A me Allegri sta simpatico e lo stimo e non ha tutte le colpe così come non le aveva al Milan. Però ogni tanto posso ironizzare su qualche sua trollata in TV, specialmente ora che non è più al Milan. 

Però stasera ha sbagliato palesemente a tagliare fuori Pogba dall'11 iniziale. Non perché Pogba possa farti vincere da solo (a dispetto ci quel che ne pensino i media) ma perché lui è insieme a Marchisio uno dei punti fermi rimasti di un centrocampo quasi totalmente nuovo. Inoltre con questa scelta inaspettata a mezz'ora dall'inizio del match, ha lanciato un messaggio che non è da lui: "Sto sottovalutando il mio avversario" col risultato che al 5' stava già perdendo una partita che poi non è più riuscito a raddrizzare.

Penso che si esageri a definire IMBARAZZANTE il mercato della Juve, così come si esagera a definire IMBARAZZANTE il mercato del Milan. Però è vero che la Juventus è più debole dello scorso anno e non è più la favorita in Serie A (a Sky gli opinionisti hanno corretto decisamente il tiro e adesso parlano di lotta per i primi 4 posti)


----------



## Fabry_cekko (13 Settembre 2015)

Max vai al Barcellona cosí fra 2 anni vendono Messi, Neymar e Suarez.


----------



## Roten1896 (13 Settembre 2015)

Fabry_cekko ha scritto:


> Max vai al Barcellona cosí fra 2 anni vendono Messi, Neymar e Suarez.



 
se Messi lascia il Barcellona siamo in pole


----------



## Chrissonero (13 Settembre 2015)

Per me non si puo ancora scartare la Juventus, cmq benissimo il Chievo, squadra semplice e ordinata


----------



## Ma che ooh (13 Settembre 2015)

juventino ha scritto:


> "Abbiamo fatto un grandissimo mercato" (cit.)
> 
> Una grande squadra disintegrata e distrutta da un totale pazzo incompetente che ha buttato nel cesso più di 100 milioni creando un osceno aborto di squadra.


 [MENTION=293]juventino[/MENTION], anche se hai ragione, mi fai morire , quando ti incazzi


----------



## juve_inworld (13 Settembre 2015)

Breve esercizio:
Ricopia fedelmente la parte della discussione su Allegri e la Juventus che va da "Però stasera ha" fino a "riuscito a raddrizzare." incluso. I record riportati più avanti sono materiale separato e non hanno legami con la discussione.

Record archiviati:
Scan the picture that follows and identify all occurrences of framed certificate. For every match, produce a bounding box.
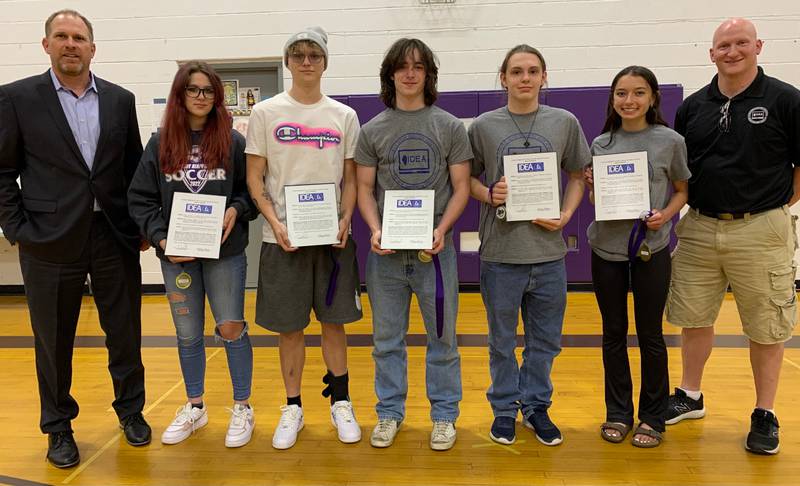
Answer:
[283,182,339,247]
[592,152,651,221]
[503,152,561,221]
[222,79,239,108]
[164,192,226,259]
[381,190,434,250]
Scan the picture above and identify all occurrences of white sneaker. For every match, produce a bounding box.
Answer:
[161,403,208,444]
[225,403,256,447]
[369,419,400,447]
[272,405,303,449]
[431,422,456,451]
[331,400,361,444]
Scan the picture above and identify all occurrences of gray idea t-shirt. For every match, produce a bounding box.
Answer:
[355,106,472,226]
[586,125,691,262]
[469,105,592,264]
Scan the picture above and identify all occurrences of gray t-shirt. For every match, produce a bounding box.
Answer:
[469,105,592,264]
[355,106,472,226]
[586,125,691,262]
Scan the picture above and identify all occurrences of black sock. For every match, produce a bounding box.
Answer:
[330,373,350,405]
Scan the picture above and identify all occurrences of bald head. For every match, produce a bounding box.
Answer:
[711,18,758,45]
[709,19,763,84]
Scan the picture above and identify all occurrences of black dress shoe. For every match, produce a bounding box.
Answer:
[119,413,151,446]
[47,431,81,468]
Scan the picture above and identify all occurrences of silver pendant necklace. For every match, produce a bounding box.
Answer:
[490,105,539,219]
[506,105,539,148]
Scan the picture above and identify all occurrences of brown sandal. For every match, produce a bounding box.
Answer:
[631,424,664,449]
[600,422,631,444]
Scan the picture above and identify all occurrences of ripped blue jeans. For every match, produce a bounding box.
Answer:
[161,252,253,401]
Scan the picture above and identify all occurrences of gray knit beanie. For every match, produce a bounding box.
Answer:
[283,26,328,65]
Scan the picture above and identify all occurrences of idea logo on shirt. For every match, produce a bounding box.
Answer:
[388,133,446,189]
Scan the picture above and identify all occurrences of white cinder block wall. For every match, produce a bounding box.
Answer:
[0,0,800,284]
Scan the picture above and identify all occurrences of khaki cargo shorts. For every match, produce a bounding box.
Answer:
[666,206,797,344]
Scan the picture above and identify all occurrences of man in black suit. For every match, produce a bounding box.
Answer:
[0,10,150,467]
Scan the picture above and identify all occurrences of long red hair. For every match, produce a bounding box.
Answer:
[158,61,232,174]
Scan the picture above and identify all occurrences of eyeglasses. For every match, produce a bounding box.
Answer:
[289,52,325,64]
[185,85,214,100]
[719,100,731,133]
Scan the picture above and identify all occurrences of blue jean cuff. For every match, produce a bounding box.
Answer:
[214,321,250,344]
[378,413,403,423]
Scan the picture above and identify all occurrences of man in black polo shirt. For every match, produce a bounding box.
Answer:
[666,19,800,454]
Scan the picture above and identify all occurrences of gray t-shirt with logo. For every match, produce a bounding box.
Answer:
[355,106,472,230]
[469,105,592,264]
[586,125,691,262]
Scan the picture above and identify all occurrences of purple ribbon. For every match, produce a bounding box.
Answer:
[628,211,653,262]
[325,247,339,307]
[433,255,444,339]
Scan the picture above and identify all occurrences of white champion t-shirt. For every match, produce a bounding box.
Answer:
[245,91,360,243]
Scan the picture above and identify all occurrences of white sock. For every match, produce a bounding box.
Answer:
[681,388,703,400]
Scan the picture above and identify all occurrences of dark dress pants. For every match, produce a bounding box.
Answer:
[592,248,671,432]
[19,212,145,433]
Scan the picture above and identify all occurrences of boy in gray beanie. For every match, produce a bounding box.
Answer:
[245,27,362,449]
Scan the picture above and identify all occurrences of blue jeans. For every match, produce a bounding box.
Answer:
[481,258,567,418]
[366,242,461,422]
[161,252,253,401]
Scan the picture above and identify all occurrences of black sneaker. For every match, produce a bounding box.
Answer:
[664,388,706,425]
[744,408,780,455]
[47,431,81,469]
[489,417,517,445]
[525,408,564,446]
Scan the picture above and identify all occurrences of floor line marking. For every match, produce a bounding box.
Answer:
[61,348,224,484]
[472,436,525,456]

Soluzione esercizio:
Però stasera ha sbagliato palesemente a tagliare fuori Pogba dall'11 iniziale. Non perché Pogba possa farti vincere da solo (a dispetto ci quel che ne pensino i media) ma perché lui è insieme a Marchisio uno dei punti fermi rimasti di un centrocampo quasi totalmente nuovo. Inoltre con questa scelta inaspettata a mezz'ora dall'inizio del match, ha lanciato un messaggio che non è da lui: "Sto sottovalutando il mio avversario" col risultato che al 5' stava già perdendo una partita che poi non è più riuscito a raddrizzare.